Work required ▸ In the material below, the lines from the one containing "point: black dog's leg" through the one containing "point: puppy's muzzle" are to be given again exactly, ends included, and no others.

Data supplied ▸

____________________

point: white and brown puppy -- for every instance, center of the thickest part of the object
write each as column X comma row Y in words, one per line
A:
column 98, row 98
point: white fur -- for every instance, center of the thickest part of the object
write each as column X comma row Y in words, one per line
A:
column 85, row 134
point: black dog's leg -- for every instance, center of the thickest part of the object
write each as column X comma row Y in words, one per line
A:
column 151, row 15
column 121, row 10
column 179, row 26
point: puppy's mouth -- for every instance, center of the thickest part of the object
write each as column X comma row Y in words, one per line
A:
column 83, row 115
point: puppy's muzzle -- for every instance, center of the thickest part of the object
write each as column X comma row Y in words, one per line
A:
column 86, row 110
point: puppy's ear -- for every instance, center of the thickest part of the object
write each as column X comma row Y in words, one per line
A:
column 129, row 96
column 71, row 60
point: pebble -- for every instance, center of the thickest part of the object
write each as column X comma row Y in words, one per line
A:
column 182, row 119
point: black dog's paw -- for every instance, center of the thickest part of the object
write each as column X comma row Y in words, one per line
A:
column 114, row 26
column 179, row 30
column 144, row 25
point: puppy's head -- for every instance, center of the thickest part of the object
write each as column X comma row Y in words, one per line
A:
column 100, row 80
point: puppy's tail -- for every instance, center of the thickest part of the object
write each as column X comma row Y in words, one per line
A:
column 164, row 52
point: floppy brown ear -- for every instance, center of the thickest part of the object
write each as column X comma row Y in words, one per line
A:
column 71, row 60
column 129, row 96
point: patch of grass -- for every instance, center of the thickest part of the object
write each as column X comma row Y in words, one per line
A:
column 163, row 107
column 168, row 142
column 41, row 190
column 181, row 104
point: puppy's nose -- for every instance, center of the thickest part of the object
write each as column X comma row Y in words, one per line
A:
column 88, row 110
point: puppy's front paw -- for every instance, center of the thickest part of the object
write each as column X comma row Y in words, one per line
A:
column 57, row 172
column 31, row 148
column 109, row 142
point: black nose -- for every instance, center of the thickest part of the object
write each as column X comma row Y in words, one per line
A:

____________________

Response area ▸
point: black dog's leg -- for every instance, center of the thickest part of the object
write each as column X comma row Y in words, one per line
A:
column 151, row 15
column 121, row 10
column 179, row 26
point: puppy's mouth -- for every instance, center of the thickest part of the object
write each as column X comma row Y in words, one per line
A:
column 83, row 115
point: puppy's muzzle -- for every instance, center of the thickest part of the object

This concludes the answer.